--- start ---
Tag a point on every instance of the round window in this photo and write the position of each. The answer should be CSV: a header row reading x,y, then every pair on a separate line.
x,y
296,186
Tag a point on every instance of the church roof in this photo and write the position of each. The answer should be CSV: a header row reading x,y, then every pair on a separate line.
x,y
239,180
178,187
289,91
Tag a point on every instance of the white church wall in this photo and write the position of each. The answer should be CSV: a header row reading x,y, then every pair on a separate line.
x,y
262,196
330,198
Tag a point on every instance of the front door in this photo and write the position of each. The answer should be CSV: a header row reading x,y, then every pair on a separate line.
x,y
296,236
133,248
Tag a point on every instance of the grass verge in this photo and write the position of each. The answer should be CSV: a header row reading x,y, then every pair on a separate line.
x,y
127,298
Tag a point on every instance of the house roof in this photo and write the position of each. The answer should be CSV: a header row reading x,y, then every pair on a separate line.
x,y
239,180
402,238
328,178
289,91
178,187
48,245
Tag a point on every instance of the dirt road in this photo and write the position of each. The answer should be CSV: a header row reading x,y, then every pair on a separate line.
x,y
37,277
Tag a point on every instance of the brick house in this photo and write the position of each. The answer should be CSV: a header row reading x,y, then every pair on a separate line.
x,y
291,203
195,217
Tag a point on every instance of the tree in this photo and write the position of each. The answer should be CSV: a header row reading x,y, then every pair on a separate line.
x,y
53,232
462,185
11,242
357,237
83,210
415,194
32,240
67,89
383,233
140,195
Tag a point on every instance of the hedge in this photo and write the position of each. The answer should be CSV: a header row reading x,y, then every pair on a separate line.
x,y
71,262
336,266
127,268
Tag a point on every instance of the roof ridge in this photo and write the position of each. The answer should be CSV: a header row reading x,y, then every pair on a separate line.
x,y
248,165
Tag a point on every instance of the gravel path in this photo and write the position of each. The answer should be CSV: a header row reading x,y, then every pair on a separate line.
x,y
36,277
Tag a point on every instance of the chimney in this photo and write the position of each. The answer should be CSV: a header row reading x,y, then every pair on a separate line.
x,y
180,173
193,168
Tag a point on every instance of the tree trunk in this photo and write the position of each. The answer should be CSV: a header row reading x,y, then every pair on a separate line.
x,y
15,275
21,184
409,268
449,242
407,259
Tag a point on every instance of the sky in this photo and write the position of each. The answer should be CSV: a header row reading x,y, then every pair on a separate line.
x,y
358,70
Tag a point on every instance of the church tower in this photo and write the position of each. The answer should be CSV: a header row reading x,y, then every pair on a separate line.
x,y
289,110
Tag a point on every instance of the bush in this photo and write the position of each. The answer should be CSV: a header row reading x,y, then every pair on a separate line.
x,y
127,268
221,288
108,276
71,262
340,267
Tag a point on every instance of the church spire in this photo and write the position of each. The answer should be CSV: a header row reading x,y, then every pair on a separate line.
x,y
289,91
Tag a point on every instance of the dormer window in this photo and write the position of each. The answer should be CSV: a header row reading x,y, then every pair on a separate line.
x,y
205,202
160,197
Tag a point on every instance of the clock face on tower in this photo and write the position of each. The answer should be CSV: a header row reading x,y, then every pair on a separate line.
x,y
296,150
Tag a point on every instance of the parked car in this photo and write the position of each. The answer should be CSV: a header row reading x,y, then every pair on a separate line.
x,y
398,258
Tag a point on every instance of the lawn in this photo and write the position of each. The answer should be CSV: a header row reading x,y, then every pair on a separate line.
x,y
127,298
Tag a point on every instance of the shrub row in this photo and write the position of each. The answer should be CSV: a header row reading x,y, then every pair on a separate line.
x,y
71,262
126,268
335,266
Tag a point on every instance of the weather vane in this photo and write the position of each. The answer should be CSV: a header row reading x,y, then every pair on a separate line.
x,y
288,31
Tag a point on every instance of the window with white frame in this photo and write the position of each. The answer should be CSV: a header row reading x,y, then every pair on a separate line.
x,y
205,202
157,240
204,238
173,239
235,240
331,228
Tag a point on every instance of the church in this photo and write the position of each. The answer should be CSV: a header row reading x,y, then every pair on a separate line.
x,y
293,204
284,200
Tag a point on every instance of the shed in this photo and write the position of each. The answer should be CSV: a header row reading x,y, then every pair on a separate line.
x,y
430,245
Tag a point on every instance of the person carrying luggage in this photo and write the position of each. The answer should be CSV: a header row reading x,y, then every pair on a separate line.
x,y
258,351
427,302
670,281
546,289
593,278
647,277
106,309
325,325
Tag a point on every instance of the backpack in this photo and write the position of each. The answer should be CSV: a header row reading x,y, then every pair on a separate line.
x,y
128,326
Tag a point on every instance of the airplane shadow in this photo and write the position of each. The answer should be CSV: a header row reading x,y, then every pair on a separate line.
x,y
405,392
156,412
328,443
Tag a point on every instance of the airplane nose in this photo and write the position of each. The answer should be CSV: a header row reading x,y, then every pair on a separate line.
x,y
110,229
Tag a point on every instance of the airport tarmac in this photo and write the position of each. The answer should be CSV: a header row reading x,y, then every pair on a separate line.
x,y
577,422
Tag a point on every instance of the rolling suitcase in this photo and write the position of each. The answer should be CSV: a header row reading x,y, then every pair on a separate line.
--- end ---
■ Short task: Copy out the lines starting at the one containing "Tag a point on every instance of the backpack" and ending with the last line of the entries. Include nothing else.

■ In response:
Tag a point on every instance of the backpack in this photo and write the position of each. The answer should be CSV: a header row reading x,y, then every pair on a separate line.
x,y
128,326
Tag a point on every instance of the airplane shadow in this photo and write the position of each. The answer should be CSV: a header row reading x,y, then every pair on a separate line.
x,y
405,392
156,412
328,443
Tag a point on every instance of the airplane nose in this photo and write the position of each. The answer should be CSV: a header row reading x,y, then every pair on a separate line.
x,y
110,229
Tag a point on every instance of the airport tarmac in this photo and write the position of each. The answer should be CSV: a header row reading x,y, then every pair on a separate line.
x,y
577,422
Tag a point on every instance of the rolling suitcase in this photo and write the position of each. The answer should be CSV: a header row reading x,y, then every pair on a separate line.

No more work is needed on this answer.